--- Extrait à examiner ---
□ □ □ □ □

Dans ce contexte, l'avis confirme que l'état dormant dans la base de données sur les produits pharmaceutiques peut constituer une preuve qu'un médicament n'est plus commercialisé au Canada. Santé Canada attribue cet état à un médicament si le fabricant présente un avis indiquant que le médicament n'a pas été vendu sur le marché canadien pendant douze mois consécutifs. 

Contourner le Règlement sur les médicaments brevetés (avis de conformité)?

L'avis de Santé Canada peut également avoir une incidence sur l'application du Règlement sur les médicaments brevetés (avis de conformité). Ce règlement prévoit la création d'une liste de brevets relatifs à un médicament et vise à assurer que les médicaments subséquents ne contreviennent pas aux brevets inscrits. En vertu de l'article 5 de ce règlement, les fabricants de médicaments génériques doivent choisir l'une des trois options suivantes lorsqu'ils présentent une demande d'avis de conformité sur la base d'une comparaison avec (ou d'une référence à) un autre médicament commercialisé au Canada :

  • Obtenir le consentement du titulaire de brevet à la délivrance de l'avis de conformité;
  • Attendre l'expiration de tous les brevets inscrits;
  • Présenter un avis d'allégation expliquant pourquoi le médicament générique ne contrevient pas aux brevets inscrits.

□ □ □ □ □

Entrées de données:
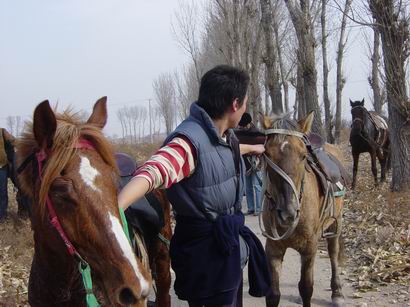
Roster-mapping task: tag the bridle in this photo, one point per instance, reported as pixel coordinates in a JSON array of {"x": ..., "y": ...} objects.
[
  {"x": 298, "y": 194},
  {"x": 83, "y": 266}
]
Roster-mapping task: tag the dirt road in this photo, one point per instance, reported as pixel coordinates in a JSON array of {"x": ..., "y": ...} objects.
[{"x": 322, "y": 294}]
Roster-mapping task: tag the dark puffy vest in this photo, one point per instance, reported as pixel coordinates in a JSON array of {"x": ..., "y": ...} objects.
[{"x": 217, "y": 185}]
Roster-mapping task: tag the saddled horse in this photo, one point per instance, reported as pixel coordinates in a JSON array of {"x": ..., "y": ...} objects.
[
  {"x": 149, "y": 220},
  {"x": 304, "y": 188},
  {"x": 370, "y": 134},
  {"x": 68, "y": 169}
]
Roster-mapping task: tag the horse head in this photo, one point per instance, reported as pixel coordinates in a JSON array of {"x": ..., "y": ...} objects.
[
  {"x": 78, "y": 177},
  {"x": 358, "y": 115},
  {"x": 286, "y": 155}
]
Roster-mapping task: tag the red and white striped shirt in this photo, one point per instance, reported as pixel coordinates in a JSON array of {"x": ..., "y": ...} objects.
[{"x": 170, "y": 164}]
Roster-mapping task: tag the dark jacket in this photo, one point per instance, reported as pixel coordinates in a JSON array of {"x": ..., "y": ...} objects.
[
  {"x": 205, "y": 258},
  {"x": 217, "y": 185},
  {"x": 205, "y": 250}
]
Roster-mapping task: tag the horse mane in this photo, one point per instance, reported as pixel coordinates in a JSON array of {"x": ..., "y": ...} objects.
[
  {"x": 70, "y": 129},
  {"x": 283, "y": 121}
]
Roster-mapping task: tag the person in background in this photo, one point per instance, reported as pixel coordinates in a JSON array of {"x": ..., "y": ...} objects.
[
  {"x": 6, "y": 150},
  {"x": 201, "y": 168},
  {"x": 253, "y": 172}
]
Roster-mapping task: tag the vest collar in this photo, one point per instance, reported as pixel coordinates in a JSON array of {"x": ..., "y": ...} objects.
[{"x": 200, "y": 114}]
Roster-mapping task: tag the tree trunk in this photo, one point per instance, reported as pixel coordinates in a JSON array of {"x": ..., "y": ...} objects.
[
  {"x": 281, "y": 66},
  {"x": 301, "y": 107},
  {"x": 270, "y": 57},
  {"x": 302, "y": 21},
  {"x": 395, "y": 39},
  {"x": 254, "y": 89},
  {"x": 326, "y": 100},
  {"x": 375, "y": 82},
  {"x": 340, "y": 80}
]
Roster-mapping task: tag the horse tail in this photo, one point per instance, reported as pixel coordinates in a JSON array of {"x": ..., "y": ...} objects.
[
  {"x": 342, "y": 252},
  {"x": 388, "y": 162}
]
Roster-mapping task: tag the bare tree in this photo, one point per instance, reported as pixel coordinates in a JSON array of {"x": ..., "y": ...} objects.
[
  {"x": 302, "y": 20},
  {"x": 121, "y": 118},
  {"x": 143, "y": 119},
  {"x": 165, "y": 95},
  {"x": 392, "y": 20},
  {"x": 270, "y": 59},
  {"x": 186, "y": 90},
  {"x": 374, "y": 79},
  {"x": 10, "y": 124},
  {"x": 185, "y": 32},
  {"x": 340, "y": 79},
  {"x": 325, "y": 66},
  {"x": 284, "y": 74}
]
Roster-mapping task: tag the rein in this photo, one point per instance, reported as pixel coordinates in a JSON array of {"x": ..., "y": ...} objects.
[
  {"x": 298, "y": 194},
  {"x": 83, "y": 266}
]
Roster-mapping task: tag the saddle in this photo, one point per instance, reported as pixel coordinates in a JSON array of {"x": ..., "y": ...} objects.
[
  {"x": 381, "y": 127},
  {"x": 327, "y": 168}
]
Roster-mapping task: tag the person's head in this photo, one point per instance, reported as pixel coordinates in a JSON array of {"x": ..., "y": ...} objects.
[
  {"x": 223, "y": 90},
  {"x": 246, "y": 120}
]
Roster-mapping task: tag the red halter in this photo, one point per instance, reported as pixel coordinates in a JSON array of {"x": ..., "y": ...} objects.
[{"x": 41, "y": 157}]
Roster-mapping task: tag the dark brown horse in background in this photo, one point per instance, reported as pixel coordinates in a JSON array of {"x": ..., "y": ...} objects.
[
  {"x": 370, "y": 134},
  {"x": 296, "y": 208},
  {"x": 80, "y": 181}
]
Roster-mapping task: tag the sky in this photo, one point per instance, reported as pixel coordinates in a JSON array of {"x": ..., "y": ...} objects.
[{"x": 76, "y": 51}]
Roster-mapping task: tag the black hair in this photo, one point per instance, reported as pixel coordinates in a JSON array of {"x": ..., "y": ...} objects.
[
  {"x": 245, "y": 119},
  {"x": 220, "y": 86}
]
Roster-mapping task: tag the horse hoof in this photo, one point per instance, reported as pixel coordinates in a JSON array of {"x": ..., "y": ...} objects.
[{"x": 338, "y": 302}]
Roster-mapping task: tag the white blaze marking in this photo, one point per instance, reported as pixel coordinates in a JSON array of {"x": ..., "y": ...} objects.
[
  {"x": 88, "y": 173},
  {"x": 125, "y": 246},
  {"x": 282, "y": 147}
]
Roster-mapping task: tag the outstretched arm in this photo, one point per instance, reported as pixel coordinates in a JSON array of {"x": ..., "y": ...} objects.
[
  {"x": 251, "y": 149},
  {"x": 169, "y": 165}
]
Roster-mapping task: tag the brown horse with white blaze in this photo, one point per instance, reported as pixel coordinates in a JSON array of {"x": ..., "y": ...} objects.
[
  {"x": 293, "y": 213},
  {"x": 69, "y": 170}
]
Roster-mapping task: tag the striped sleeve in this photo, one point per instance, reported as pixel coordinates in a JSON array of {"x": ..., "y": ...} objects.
[{"x": 170, "y": 164}]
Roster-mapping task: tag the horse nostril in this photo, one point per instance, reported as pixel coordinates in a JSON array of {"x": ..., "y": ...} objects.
[{"x": 126, "y": 297}]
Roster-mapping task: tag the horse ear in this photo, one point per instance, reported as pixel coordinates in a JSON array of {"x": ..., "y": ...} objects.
[
  {"x": 99, "y": 116},
  {"x": 266, "y": 122},
  {"x": 305, "y": 124},
  {"x": 44, "y": 125}
]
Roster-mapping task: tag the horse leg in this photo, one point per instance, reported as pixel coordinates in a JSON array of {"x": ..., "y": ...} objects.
[
  {"x": 163, "y": 276},
  {"x": 374, "y": 166},
  {"x": 275, "y": 258},
  {"x": 306, "y": 278},
  {"x": 355, "y": 164},
  {"x": 333, "y": 248}
]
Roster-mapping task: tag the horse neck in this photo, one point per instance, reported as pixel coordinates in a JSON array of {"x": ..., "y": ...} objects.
[{"x": 53, "y": 269}]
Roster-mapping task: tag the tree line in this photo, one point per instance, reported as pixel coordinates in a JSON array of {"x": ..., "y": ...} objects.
[{"x": 282, "y": 44}]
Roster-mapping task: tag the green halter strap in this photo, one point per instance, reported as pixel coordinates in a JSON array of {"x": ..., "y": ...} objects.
[{"x": 85, "y": 270}]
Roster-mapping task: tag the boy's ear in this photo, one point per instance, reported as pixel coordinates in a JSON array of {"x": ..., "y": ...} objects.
[{"x": 235, "y": 105}]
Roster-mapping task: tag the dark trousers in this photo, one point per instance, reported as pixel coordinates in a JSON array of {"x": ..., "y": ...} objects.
[
  {"x": 237, "y": 301},
  {"x": 3, "y": 192}
]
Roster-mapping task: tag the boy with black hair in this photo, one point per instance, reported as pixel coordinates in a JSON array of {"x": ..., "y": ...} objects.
[{"x": 201, "y": 167}]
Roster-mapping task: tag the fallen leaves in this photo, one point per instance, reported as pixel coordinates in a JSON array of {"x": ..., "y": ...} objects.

□ □ □ □ □

--- Consigne ---
Rédigez la suite de l'extrait sur l'avis de Santé Canada et le Règlement sur les médicaments brevetés, en partant de la dernière des trois options énumérées.

--- Réponse attendue ---
Toutefois, l'article 5 ne s'applique que si la demande d'avis de conformité pour le médicament générique est fondée sur un autre médicament commercialisé au Canada. Dans la mesure où l'état dormant constitue une preuve qu'un médicament n'est pas commercialisé au Canada aux fins du Règlement sur les médicaments brevetés (avis de conformité), les fabricants de médicaments génériques pourraient contourner les exigences de ce règlement, c'est à dire qu'ils n'auraient pas à choisir parmi les options énumérées ci-dessus.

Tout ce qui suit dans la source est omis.